### YOUR GOAL
Among the entries below, how many lines have the string "order" in them? Only the number should be given.

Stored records
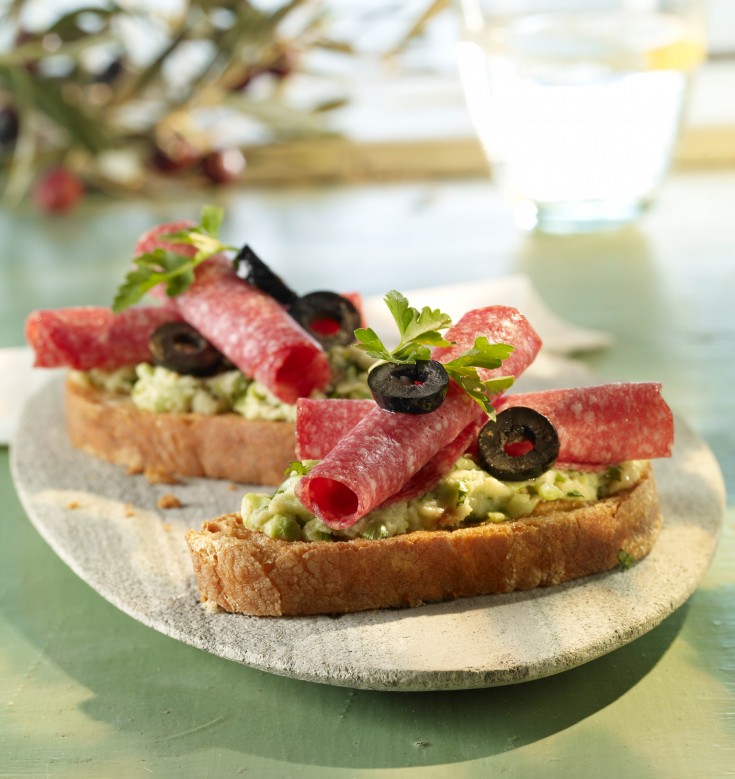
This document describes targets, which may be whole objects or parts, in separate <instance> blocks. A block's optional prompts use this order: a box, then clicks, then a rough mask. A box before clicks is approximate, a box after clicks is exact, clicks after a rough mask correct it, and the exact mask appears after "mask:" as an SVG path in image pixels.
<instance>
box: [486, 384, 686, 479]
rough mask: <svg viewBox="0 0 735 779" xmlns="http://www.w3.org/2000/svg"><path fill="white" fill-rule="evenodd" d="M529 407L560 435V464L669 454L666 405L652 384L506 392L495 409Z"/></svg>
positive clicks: (656, 455) (607, 461)
mask: <svg viewBox="0 0 735 779" xmlns="http://www.w3.org/2000/svg"><path fill="white" fill-rule="evenodd" d="M510 406H528V407H529V408H532V409H534V410H535V411H538V412H539V413H541V414H543V415H544V416H546V417H548V418H549V420H550V421H551V423H552V424H553V425H554V427H555V428H556V432H557V434H558V436H559V456H558V458H557V462H559V463H569V464H573V463H579V464H599V465H610V464H613V463H619V462H622V461H624V460H651V459H654V458H657V457H670V456H671V447H672V445H673V442H674V420H673V416H672V414H671V409H670V408H669V407H668V405H667V404H666V402H665V401H664V399H663V397H662V396H661V385H660V384H658V383H656V382H630V383H620V384H603V385H600V386H596V387H578V388H574V389H554V390H545V391H542V392H528V393H519V394H517V395H505V396H503V398H501V399H500V401H499V402H498V403H497V404H496V408H497V410H498V411H502V410H503V409H505V408H509V407H510Z"/></svg>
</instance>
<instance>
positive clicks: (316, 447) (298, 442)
mask: <svg viewBox="0 0 735 779" xmlns="http://www.w3.org/2000/svg"><path fill="white" fill-rule="evenodd" d="M374 408H375V401H374V400H347V399H345V398H299V400H298V402H297V403H296V456H297V457H298V458H299V460H323V459H324V457H326V455H327V454H328V453H329V452H330V451H331V450H332V449H334V447H335V445H336V444H337V442H338V441H339V440H340V438H343V437H344V436H345V435H346V434H347V433H349V431H350V430H352V428H353V427H354V426H355V425H356V424H357V423H358V422H359V421H360V420H361V419H362V418H363V417H364V416H365V415H366V414H368V413H369V412H370V411H372V410H373V409H374Z"/></svg>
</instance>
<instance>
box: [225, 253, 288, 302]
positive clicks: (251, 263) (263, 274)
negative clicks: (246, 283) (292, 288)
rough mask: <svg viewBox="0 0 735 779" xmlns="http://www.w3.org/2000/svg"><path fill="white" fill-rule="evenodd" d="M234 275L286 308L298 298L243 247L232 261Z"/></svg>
mask: <svg viewBox="0 0 735 779" xmlns="http://www.w3.org/2000/svg"><path fill="white" fill-rule="evenodd" d="M232 264H233V265H234V267H235V273H237V275H238V276H239V277H240V278H241V279H244V280H245V281H247V282H248V283H249V284H252V285H253V286H254V287H257V288H258V289H259V290H260V291H261V292H265V294H266V295H270V296H271V297H272V298H274V299H275V300H277V301H278V302H279V303H282V304H283V305H284V306H288V305H290V304H291V303H293V302H294V301H295V300H296V298H297V297H298V296H297V295H296V293H295V292H294V291H293V290H292V289H291V288H290V287H289V286H287V285H286V284H285V283H284V281H283V279H281V277H280V276H278V275H277V274H275V273H274V272H273V271H272V270H271V269H270V268H269V267H268V266H267V265H266V264H265V263H264V262H263V260H261V259H260V257H258V255H257V254H256V253H255V252H254V251H253V250H252V249H251V248H250V247H249V246H247V245H246V246H243V247H242V249H240V251H239V252H238V254H237V256H236V257H235V259H234V260H233V261H232Z"/></svg>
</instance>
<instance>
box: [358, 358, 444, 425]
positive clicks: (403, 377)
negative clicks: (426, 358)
mask: <svg viewBox="0 0 735 779" xmlns="http://www.w3.org/2000/svg"><path fill="white" fill-rule="evenodd" d="M368 386H369V387H370V391H371V392H372V393H373V397H374V398H375V402H376V403H377V404H378V405H379V406H380V407H381V408H384V409H385V410H386V411H399V412H402V413H404V414H428V413H429V412H430V411H434V409H436V408H438V407H439V406H440V405H441V404H442V401H443V400H444V397H445V395H446V394H447V389H448V388H449V376H447V372H446V370H445V368H444V366H443V365H442V364H441V363H440V362H437V361H436V360H417V361H416V362H415V363H414V364H412V365H396V364H395V363H392V362H386V363H383V364H382V365H378V366H377V367H376V368H373V369H372V370H371V371H370V373H368Z"/></svg>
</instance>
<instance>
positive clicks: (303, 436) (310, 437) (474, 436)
mask: <svg viewBox="0 0 735 779" xmlns="http://www.w3.org/2000/svg"><path fill="white" fill-rule="evenodd" d="M374 408H375V402H374V401H372V400H345V399H342V398H339V399H333V400H331V399H324V398H318V399H317V398H300V399H299V401H298V403H297V404H296V456H297V457H298V458H299V460H322V459H324V458H325V457H326V456H327V455H328V454H329V452H331V451H332V449H334V447H335V446H336V445H337V443H338V442H339V440H340V439H341V438H344V436H346V435H347V434H348V433H349V432H350V431H351V430H352V429H353V428H354V427H355V425H356V424H357V423H358V422H360V421H361V420H362V419H363V418H364V417H365V416H367V415H368V413H370V411H372V410H373V409H374ZM483 422H484V419H483V420H482V421H478V422H474V421H473V422H472V423H470V424H469V425H467V427H466V428H465V429H464V430H463V431H462V432H461V433H460V434H459V435H458V436H457V437H456V438H455V439H454V440H453V441H451V442H450V443H449V444H447V446H445V447H444V448H443V449H441V450H439V451H438V452H437V453H436V454H435V455H434V456H433V457H432V458H431V460H429V462H427V463H426V465H424V467H423V468H421V470H419V471H418V472H417V473H416V474H414V475H413V476H412V477H411V479H409V481H408V482H406V484H404V486H403V487H402V488H401V489H400V490H399V491H398V492H397V493H396V494H395V495H393V496H391V497H390V498H388V500H387V501H386V503H395V502H396V501H399V500H410V499H411V498H413V497H416V496H417V495H423V494H424V493H425V492H428V490H430V489H431V487H432V486H433V485H434V484H436V482H437V481H439V479H441V478H442V476H444V475H446V474H447V473H449V471H450V470H451V469H452V466H453V465H454V463H455V462H456V461H457V459H458V458H459V457H460V456H461V455H462V454H464V453H465V452H466V451H467V450H468V449H469V448H471V444H472V442H473V441H474V440H475V439H476V438H477V433H478V431H479V428H480V426H481V425H482V424H483Z"/></svg>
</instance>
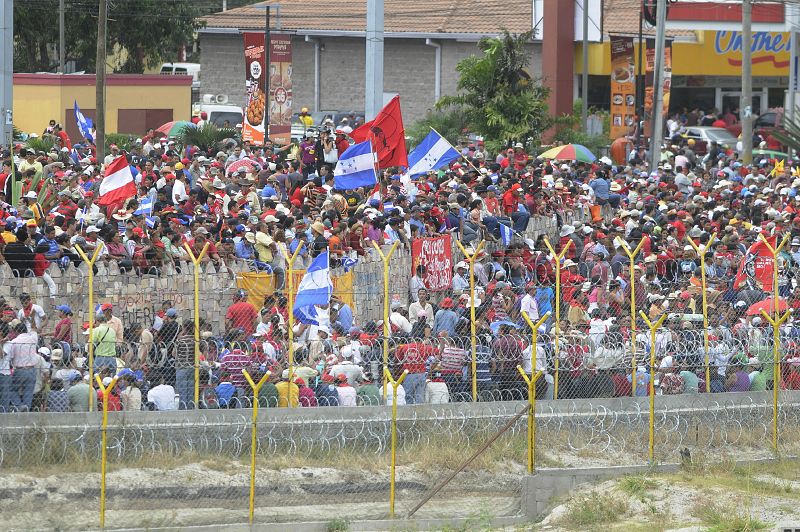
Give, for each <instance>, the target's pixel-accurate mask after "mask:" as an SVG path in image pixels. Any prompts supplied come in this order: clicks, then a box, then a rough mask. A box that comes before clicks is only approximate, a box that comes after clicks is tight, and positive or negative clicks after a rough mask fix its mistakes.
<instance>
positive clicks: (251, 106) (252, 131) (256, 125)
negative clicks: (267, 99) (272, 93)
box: [242, 33, 267, 145]
mask: <svg viewBox="0 0 800 532" xmlns="http://www.w3.org/2000/svg"><path fill="white" fill-rule="evenodd" d="M243 37H244V64H245V106H244V120H243V122H242V140H243V141H245V142H250V143H252V144H259V145H260V144H264V130H265V123H266V120H265V119H266V116H265V115H266V113H265V110H266V108H267V97H266V88H267V73H266V70H267V54H266V51H265V50H264V34H263V33H244V34H243Z"/></svg>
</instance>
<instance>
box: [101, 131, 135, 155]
mask: <svg viewBox="0 0 800 532" xmlns="http://www.w3.org/2000/svg"><path fill="white" fill-rule="evenodd" d="M134 140H136V136H135V135H130V134H128V133H106V138H105V142H104V144H105V146H106V153H109V149H110V146H111V145H112V144H116V145H117V147H119V149H121V150H125V151H128V150H130V149H131V147H132V146H133V141H134Z"/></svg>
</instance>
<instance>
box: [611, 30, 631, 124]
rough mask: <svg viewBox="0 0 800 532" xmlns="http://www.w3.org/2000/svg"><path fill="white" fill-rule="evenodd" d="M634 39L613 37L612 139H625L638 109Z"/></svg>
mask: <svg viewBox="0 0 800 532" xmlns="http://www.w3.org/2000/svg"><path fill="white" fill-rule="evenodd" d="M635 80H636V77H635V75H634V57H633V37H618V36H615V35H612V36H611V138H612V139H616V138H619V137H624V136H625V135H627V134H628V131H629V129H630V127H631V125H633V122H634V118H633V116H634V113H635V109H636V84H635Z"/></svg>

### OUTPUT OF THE EXERCISE
2